*** Opening Entries shown ***

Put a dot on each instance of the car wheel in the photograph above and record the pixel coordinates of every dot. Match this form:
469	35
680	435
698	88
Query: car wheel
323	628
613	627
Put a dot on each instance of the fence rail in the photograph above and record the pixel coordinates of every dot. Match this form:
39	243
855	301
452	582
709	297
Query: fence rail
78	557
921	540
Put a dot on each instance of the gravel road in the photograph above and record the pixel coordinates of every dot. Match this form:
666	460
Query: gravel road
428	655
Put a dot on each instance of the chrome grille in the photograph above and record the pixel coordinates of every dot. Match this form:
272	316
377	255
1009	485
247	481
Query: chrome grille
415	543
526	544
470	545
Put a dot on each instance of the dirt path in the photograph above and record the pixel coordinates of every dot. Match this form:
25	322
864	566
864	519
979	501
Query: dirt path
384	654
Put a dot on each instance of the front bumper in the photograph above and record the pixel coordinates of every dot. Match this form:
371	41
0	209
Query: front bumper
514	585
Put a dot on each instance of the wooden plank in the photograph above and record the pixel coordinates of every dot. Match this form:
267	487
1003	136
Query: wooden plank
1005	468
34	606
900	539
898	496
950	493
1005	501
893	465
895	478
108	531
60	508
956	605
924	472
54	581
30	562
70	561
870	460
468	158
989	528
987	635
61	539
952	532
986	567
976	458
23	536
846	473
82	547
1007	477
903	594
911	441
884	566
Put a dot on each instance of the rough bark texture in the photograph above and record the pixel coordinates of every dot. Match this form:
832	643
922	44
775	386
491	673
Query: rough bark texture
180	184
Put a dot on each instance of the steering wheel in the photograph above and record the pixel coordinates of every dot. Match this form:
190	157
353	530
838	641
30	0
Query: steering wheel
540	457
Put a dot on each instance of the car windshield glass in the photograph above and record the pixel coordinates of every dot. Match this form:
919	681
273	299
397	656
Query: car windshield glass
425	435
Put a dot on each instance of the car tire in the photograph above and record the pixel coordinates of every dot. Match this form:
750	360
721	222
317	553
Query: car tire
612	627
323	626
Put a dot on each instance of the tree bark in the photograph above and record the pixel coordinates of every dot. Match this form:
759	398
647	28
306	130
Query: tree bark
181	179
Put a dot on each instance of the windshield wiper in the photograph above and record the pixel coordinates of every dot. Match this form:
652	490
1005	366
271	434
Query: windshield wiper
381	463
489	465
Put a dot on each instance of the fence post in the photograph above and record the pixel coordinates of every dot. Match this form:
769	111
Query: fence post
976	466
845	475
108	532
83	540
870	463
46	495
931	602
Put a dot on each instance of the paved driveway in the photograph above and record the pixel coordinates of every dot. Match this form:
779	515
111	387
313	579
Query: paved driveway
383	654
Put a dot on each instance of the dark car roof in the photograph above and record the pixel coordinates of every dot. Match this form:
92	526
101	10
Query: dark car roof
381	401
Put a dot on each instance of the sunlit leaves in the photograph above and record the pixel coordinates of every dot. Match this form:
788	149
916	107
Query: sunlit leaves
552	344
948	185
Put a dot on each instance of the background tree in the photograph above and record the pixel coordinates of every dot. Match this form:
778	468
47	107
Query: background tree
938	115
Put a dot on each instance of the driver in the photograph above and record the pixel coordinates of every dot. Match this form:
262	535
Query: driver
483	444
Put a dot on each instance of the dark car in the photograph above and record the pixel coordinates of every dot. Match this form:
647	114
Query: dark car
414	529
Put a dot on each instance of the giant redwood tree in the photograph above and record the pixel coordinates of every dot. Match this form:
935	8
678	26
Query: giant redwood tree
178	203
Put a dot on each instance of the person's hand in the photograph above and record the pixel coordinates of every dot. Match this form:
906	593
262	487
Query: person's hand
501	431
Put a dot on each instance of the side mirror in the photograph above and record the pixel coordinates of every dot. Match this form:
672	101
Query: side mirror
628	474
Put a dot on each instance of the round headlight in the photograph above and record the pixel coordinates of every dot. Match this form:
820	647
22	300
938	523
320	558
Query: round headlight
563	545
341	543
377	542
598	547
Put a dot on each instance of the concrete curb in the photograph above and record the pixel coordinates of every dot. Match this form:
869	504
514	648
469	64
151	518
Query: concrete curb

*** Closing Entries shown ***

Work request: Set down each line exactly as it appears, starting at the top of the data and ending at the line containing "Put a dot on each instance of the dirt", and include no other lines.

Response box:
Put a dot on each instance of the car wheel in the photograph above and record the pixel coordinates of every dot. Match this form:
469	35
680	435
698	88
Query: car wheel
323	628
613	627
Put a dot on each instance of the fence rail in the photograph above and record the pixel coordinates of every dot. Match this form:
39	243
855	301
452	582
709	297
Query: fence rail
78	557
921	540
Put a dot on each instance of the gravel road in the photograph above and record the pixel coordinates of every dot. Match this form:
666	460
Query: gravel road
428	655
Put a dot on each instance of the chrome grille in the photograph above and record the pixel coordinates of every dot. Match this form:
272	316
377	255
1009	485
247	481
Query: chrome grille
415	543
526	544
470	545
Put a dot on each instance of the dirt path in the photograph above and record the pixel coordinates of every dot. Match this form:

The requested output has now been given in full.